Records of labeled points
╔══
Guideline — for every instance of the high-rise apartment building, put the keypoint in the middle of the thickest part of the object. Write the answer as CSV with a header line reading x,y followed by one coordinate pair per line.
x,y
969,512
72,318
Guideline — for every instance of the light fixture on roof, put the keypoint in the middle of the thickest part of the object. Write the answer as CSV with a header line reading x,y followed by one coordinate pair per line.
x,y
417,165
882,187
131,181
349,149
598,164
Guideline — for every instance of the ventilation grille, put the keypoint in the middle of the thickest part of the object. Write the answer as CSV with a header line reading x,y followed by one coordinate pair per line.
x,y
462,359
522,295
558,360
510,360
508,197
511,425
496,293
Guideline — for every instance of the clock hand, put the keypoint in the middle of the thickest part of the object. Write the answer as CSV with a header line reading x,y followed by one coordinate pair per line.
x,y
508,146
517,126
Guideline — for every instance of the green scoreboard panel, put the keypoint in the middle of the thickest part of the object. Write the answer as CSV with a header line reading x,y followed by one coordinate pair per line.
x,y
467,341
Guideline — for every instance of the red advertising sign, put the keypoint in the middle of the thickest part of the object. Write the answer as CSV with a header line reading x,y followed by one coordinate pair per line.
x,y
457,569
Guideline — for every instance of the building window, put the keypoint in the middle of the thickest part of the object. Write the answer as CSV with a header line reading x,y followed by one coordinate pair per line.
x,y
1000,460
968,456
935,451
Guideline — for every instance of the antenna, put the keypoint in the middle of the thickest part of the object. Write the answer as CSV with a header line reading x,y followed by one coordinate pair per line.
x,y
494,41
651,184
╚══
* [Exercise objective]
Reproduce the data above word for word, from the line containing "Guideline — for every instance of the ventilation" through the end of the data, with both of those lines included.

* [Output below]
Guideline — for every instance of the ventilation grille, put the keypoint in the middle of the thickest part of the object. Write the answer as CSV with a header line reading x,y followed by one coordinate pair per line.
x,y
462,359
522,295
558,360
510,360
508,197
511,425
496,293
Guideline — for every instance of the clock hand, put the keypoint in the middle of the thickest part of the object. Write the answer as CSV with a header line reading x,y followed by one coordinate pair per line.
x,y
508,146
517,126
Guideline — for every instance of the green scoreboard panel, put the keypoint in the middle of the thickest part of the object. Write the answer as CSV with a header line reading x,y followed by one coordinate pair per line.
x,y
467,341
Guideline — for every instance of the red advertising sign, put the keypoint in the middle of the thickest part of the object. Write the answer as CSV with a header line reading x,y followed by one coordinate pair per line.
x,y
457,569
Guideline — for every instance of the building window, put the keypoint in the middle of the thickest part of the object. Write the answer as CSV with a header line reading x,y followed by one coordinate pair per line.
x,y
1000,460
968,456
935,451
Guideline — for every instance of the antenna, put the keypoint in the middle of the thickest part of the object. Write the answer as CSV with a header line reading x,y followed by one coordinate pair per line.
x,y
494,41
651,184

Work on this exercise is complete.